What is required: Reproduce the listing verbatim between the line containing "[trace] blurred background" and the line containing "[[[0,323],[31,317],[42,305],[44,286],[34,271],[17,264],[0,266]]]", both inclusive.

Stored dataset items
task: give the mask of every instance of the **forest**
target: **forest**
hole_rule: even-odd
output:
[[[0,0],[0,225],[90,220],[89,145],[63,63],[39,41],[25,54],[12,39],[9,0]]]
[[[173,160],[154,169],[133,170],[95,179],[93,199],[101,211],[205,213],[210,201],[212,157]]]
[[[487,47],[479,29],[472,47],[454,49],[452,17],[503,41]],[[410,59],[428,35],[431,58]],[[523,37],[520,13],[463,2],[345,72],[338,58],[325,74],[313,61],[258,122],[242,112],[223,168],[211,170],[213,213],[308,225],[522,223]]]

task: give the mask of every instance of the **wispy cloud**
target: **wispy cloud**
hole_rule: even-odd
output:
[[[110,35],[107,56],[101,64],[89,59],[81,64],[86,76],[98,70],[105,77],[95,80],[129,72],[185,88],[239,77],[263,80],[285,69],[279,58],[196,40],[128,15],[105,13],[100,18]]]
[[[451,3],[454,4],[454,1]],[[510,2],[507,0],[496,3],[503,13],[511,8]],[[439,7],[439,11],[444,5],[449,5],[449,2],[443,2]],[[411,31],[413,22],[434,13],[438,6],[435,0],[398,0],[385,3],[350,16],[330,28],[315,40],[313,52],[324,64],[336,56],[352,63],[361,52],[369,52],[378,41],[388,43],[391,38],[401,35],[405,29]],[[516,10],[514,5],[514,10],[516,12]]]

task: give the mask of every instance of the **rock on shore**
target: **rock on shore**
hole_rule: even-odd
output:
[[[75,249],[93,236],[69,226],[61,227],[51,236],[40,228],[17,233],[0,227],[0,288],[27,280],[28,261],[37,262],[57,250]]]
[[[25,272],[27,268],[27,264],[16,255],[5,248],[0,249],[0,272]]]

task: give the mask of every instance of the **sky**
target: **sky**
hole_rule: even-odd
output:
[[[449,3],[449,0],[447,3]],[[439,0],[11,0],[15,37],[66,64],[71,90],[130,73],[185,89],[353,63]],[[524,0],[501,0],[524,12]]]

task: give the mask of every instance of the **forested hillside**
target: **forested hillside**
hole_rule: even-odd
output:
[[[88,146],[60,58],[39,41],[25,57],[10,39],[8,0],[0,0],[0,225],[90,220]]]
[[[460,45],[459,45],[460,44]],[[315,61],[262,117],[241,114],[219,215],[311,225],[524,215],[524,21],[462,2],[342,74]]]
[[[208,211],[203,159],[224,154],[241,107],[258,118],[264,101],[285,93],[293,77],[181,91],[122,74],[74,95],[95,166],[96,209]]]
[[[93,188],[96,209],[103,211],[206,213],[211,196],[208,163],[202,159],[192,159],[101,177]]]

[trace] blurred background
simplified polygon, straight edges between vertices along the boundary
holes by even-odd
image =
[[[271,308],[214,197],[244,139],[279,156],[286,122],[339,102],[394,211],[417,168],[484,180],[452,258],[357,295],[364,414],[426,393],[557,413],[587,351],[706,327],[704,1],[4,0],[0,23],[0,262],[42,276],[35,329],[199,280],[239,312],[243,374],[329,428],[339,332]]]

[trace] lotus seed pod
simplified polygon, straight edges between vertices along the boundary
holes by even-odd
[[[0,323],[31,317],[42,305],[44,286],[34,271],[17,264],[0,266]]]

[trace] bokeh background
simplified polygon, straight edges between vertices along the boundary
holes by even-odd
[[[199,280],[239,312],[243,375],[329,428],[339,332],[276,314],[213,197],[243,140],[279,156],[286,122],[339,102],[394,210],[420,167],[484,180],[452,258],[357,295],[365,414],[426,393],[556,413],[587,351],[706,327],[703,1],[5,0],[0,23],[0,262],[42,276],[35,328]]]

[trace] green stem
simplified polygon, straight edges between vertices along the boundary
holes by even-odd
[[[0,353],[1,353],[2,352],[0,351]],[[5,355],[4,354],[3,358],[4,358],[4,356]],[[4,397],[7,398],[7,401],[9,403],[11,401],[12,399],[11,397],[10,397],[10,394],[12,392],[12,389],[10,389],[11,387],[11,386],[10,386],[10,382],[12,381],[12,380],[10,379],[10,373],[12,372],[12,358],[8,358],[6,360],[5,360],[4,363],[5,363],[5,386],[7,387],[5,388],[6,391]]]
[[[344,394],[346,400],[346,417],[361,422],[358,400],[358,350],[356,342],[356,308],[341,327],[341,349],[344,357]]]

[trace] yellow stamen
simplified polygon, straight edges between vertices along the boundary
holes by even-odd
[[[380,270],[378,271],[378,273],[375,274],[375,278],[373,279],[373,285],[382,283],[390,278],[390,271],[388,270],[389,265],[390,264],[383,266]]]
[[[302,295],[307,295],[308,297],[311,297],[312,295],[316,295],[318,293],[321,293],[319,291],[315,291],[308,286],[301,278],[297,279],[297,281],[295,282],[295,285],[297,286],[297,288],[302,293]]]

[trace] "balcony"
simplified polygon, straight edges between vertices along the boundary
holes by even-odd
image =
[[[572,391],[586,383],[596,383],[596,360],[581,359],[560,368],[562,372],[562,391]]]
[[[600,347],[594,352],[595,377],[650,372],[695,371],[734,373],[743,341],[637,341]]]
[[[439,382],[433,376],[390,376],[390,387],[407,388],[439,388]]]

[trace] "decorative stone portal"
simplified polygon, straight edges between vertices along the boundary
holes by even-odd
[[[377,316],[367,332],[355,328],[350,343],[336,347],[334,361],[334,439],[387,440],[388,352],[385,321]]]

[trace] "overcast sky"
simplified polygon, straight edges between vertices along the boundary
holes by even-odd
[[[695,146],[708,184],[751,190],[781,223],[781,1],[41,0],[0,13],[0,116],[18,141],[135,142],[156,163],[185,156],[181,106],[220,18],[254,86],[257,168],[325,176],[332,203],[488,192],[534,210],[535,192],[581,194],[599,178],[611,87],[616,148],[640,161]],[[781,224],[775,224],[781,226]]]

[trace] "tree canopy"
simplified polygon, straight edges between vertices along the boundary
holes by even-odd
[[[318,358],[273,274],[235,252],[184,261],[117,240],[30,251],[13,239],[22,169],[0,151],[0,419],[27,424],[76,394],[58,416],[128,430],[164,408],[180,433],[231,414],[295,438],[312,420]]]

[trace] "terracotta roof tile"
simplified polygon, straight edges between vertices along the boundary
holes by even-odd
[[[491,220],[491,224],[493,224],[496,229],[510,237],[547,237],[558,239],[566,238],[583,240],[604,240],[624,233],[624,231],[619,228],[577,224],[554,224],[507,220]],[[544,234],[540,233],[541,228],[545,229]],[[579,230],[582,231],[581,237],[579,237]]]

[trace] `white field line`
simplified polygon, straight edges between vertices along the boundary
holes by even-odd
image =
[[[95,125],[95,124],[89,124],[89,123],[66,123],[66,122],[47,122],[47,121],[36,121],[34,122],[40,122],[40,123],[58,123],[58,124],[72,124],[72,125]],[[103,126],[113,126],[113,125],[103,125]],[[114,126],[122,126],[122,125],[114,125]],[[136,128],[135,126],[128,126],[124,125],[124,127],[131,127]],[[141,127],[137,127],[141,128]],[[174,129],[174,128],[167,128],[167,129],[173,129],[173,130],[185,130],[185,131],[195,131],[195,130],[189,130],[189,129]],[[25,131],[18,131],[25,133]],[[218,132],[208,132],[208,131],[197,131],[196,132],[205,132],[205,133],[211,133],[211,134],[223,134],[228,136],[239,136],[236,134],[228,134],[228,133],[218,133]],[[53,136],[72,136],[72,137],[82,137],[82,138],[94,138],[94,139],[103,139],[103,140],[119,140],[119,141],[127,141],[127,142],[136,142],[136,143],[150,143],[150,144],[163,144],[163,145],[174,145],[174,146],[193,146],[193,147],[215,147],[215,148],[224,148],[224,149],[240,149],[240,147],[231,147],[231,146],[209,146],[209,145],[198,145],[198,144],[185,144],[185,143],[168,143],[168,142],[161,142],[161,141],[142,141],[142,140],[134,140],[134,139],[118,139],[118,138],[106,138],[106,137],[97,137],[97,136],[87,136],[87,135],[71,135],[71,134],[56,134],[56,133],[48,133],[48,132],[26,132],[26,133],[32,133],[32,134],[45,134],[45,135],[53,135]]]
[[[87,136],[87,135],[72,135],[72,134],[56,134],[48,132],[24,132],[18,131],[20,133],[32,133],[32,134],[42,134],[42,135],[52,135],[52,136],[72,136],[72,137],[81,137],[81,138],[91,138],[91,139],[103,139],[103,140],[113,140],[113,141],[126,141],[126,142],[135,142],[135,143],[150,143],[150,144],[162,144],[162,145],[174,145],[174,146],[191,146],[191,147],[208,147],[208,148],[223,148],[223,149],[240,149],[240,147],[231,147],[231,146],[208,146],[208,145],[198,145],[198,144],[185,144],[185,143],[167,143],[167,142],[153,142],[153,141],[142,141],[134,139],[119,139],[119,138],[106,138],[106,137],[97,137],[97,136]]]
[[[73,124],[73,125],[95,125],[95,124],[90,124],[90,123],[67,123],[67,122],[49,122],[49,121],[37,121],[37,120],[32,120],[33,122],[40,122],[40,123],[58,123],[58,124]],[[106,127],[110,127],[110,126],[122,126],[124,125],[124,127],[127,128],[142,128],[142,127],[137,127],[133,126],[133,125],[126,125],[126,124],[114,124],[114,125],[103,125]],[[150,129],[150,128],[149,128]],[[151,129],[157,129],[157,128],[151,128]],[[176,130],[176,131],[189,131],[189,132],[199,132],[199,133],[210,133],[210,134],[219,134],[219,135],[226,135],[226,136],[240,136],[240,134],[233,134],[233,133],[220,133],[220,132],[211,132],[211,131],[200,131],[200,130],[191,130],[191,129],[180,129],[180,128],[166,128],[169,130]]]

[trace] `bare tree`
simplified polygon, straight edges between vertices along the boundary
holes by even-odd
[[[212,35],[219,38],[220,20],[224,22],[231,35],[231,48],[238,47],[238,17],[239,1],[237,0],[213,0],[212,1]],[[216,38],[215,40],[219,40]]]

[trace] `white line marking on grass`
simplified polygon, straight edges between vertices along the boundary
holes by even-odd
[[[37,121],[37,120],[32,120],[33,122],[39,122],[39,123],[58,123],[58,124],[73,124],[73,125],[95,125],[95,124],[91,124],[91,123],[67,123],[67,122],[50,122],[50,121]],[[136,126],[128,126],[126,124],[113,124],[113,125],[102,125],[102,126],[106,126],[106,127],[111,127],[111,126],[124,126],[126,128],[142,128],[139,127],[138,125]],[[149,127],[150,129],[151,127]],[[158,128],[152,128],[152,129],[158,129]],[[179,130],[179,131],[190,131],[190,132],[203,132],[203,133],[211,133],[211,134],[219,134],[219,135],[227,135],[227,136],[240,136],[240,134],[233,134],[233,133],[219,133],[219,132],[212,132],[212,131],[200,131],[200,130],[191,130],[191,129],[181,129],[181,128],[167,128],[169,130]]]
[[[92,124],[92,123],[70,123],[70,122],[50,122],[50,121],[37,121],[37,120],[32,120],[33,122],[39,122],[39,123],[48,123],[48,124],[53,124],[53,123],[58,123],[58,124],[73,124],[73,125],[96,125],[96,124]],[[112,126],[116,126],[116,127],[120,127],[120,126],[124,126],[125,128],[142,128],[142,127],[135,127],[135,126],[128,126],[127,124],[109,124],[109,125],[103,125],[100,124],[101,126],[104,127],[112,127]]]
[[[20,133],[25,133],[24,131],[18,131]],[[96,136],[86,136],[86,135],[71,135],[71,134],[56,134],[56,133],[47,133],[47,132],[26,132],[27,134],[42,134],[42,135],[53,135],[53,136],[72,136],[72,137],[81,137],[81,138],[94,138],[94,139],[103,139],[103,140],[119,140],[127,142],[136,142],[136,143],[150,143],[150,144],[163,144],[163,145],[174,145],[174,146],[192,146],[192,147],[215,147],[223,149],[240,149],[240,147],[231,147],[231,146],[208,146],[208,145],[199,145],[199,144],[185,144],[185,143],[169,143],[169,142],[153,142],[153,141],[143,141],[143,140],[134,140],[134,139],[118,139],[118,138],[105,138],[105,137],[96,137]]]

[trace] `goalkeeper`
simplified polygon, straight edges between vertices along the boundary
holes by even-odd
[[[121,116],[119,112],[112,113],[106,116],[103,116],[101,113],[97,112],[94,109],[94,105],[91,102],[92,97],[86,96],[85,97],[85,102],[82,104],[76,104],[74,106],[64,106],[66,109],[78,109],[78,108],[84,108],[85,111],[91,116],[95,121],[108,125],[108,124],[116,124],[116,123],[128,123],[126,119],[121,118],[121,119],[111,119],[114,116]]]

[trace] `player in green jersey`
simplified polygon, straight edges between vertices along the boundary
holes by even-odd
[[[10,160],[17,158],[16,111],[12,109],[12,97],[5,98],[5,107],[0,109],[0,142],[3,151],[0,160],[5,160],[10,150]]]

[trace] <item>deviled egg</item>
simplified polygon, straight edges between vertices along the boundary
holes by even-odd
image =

Output of the task:
[trace] blurred background
simplified polygon, straight edges between vertices along the boundary
holes by even-odd
image =
[[[271,308],[214,197],[244,139],[279,156],[286,122],[339,102],[394,211],[417,168],[484,180],[452,258],[357,295],[364,414],[426,393],[557,413],[587,351],[706,327],[704,1],[4,0],[0,23],[0,262],[42,276],[35,329],[199,280],[239,312],[243,374],[329,428],[339,332]]]

[trace] lotus seed pod
simplified polygon, straight edges between vertices along the boundary
holes by even-odd
[[[0,323],[31,317],[42,305],[44,286],[34,271],[17,264],[0,266]]]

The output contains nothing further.